● **Task**:
Transcribe the neurology devices article word for word, starting at "Updated: Feb 27, 2020" and ending at "of neurology devices.".

Updated: Feb 27, 2020
Published: Feb 17, 2019
By: Med Tech Outlook Magazine
Managing Editor: Alex D'souza
-- As neurological disorders, including sleep apnea, epilepsy, brain aneurysm, and brain stroke, are on the rise, the global neurology devices market is also primed to cope with the increasing numbers. However, the high cost of devices, stringent regulations, and shortage of skilled neurologists might pose as some of the significant concerns that can hamper this growth. In order to overcome these challenges, it is expected that wearable neurology devices will drive the market. Especially, since the US FDA has already approved the Embrace2—an MHealth wearable device that uses advanced machine learning technology to detect electrodermal activities in patients, it would reinforce a positive impact on the overall market growth of neurology devices.
Keeping up with the global neurology devices market, MedTech Outlook has compiled a list of top 10 emerging neurology device providers, in an attempt to help organizations in the medical domain to align their products with the prevailing industry trends. With several innovative technological capabilities and success stories up their sleeves, these neurology device providers are constantly providing the medical domain with some of the best solutions. We hope this issue of MedTech Outlook helps you build the partnership that you require to keep up with the current market trends and the changing neurology device market.
We present to you MedTech Outlook’s “Top 10 Emerging Neurology Device Providers - 2020.”
“If I Had More Time, I Would Have Written a Shorter Letter” is a misattributed quote that focuses on the importance of editing and conciseness in writing. Apparently, it was first used by French mathematician and philosopher Blaise Pascal in his work “Lettres Provinciales” in 1657. This quote highlights how crisp and to the point information makes life as well as any task easier. However, the same cannot be said about the present-day brain assessment tools such as electroencephalography (EEG) and functional magnetic resonance imaging (fMRI) that produces lengthy and complicated diagnosis results, making it difficult for practitioners to understand and provide immediate care to the patients. This is what WAVi, an emerging medical-device company, set to change. WAVi offers its namesake brain assessment platform that leverages modern technologies like Machine Learning (ML) and Artificial Intelligence (AI) to assess mental function and disease states of the brain effortlessly and provide accurate results that are easily interpretable by the practitioners to deliver better patient care.
Headquartered at Englewood, Colorado, the WAVi platform includes an FDA approved EEG headset. Designed by legendary Italian firm MOMO DESIGN, the headset comes with multifaceted tools to help practitioners measure brain performance. The tools include EEG, Trail Making, Auditory and Visual ERP (event-related potential), Data Sharing, HRV, Standard Assessments, and Customizable Reporting. While EEG tracks and records brain wave patterns, Trail Making offers a measure of visual control and task switching. WAVi’s Auditory and Visual ERPs are used to measure cognitive response and cognitive control, respectively. The platform’s Data Sharing tool allows neurologists and practitioners to create a community where they can work together to enhance how the brain works. Similarly, other tools play a prominent role in the measurement of brain performance. “The practitioners can carry out different brain assessments through our platform, and we combine the results from these assessments with the ones from the public domain to give a nice simple and actionable report,” remarks David Oakley, CEO, WAVi.

● **Data provided**:
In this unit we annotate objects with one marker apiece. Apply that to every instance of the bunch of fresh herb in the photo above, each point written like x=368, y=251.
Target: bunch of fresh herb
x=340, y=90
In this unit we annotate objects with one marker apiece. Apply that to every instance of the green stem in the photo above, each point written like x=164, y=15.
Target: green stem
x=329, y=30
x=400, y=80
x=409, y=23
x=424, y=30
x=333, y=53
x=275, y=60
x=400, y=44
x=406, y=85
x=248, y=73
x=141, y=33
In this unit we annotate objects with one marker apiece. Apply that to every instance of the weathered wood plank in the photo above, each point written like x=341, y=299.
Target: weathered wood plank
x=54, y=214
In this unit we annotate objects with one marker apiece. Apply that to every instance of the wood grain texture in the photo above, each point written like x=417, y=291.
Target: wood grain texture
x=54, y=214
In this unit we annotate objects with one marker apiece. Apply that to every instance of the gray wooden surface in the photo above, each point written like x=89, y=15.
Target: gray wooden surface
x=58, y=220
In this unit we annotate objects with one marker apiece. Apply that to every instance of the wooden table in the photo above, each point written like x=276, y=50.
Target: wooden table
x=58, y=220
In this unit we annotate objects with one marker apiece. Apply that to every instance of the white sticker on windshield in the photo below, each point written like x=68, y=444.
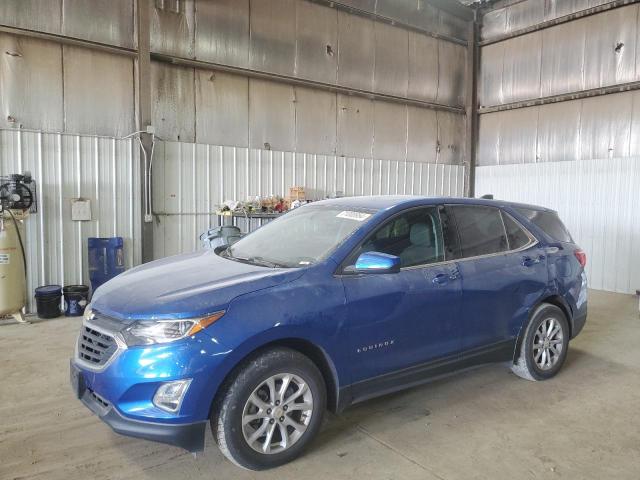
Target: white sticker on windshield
x=357, y=216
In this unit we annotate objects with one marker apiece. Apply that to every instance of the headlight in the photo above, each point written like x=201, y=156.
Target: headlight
x=151, y=332
x=169, y=395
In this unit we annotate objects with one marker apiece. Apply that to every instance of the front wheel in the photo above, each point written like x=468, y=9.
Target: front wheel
x=543, y=348
x=271, y=410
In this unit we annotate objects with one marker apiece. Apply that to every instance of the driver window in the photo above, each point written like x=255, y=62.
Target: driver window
x=414, y=236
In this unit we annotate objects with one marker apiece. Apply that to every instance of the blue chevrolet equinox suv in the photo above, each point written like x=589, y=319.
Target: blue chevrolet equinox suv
x=331, y=304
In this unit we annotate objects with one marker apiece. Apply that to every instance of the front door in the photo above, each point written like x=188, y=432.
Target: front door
x=400, y=321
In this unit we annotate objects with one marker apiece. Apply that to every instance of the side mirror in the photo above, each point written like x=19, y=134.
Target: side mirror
x=375, y=262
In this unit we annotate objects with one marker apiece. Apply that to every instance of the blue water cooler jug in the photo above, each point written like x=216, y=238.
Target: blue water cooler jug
x=106, y=259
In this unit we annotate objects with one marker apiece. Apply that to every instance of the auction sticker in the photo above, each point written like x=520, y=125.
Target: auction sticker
x=357, y=216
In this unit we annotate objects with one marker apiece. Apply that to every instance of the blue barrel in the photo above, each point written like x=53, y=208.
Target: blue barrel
x=106, y=259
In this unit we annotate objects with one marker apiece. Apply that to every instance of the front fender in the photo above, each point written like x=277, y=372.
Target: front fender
x=308, y=310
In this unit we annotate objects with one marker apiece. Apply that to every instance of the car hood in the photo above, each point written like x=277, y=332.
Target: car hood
x=183, y=286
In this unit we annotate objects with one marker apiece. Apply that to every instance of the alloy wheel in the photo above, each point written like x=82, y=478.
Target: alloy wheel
x=548, y=343
x=277, y=413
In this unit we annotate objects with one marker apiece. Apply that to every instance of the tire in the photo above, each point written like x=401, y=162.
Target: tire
x=251, y=394
x=544, y=359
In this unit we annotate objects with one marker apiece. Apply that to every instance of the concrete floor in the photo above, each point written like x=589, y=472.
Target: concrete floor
x=485, y=423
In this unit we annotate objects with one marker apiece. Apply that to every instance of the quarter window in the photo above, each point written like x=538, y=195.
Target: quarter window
x=516, y=236
x=480, y=229
x=549, y=222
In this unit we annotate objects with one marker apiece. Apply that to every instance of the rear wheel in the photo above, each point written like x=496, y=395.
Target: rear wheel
x=543, y=348
x=271, y=410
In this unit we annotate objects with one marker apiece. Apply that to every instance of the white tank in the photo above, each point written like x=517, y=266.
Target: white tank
x=12, y=274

● **Output of the task**:
Updated: Feb 27, 2020
Published: Feb 17, 2019
By: Med Tech Outlook Magazine
Managing Editor: Alex D'souza
-- As neurological disorders, including sleep apnea, epilepsy, brain aneurysm, and brain stroke, are on the rise, the global neurology devices market is also primed to cope with the increasing numbers. However, the high cost of devices, stringent regulations, and shortage of skilled neurologists might pose as some of the significant concerns that can hamper this growth. In order to overcome these challenges, it is expected that wearable neurology devices will drive the market. Especially, since the US FDA has already approved the Embrace2—an MHealth wearable device that uses advanced machine learning technology to detect electrodermal activities in patients, it would reinforce a positive impact on the overall market growth of neurology devices.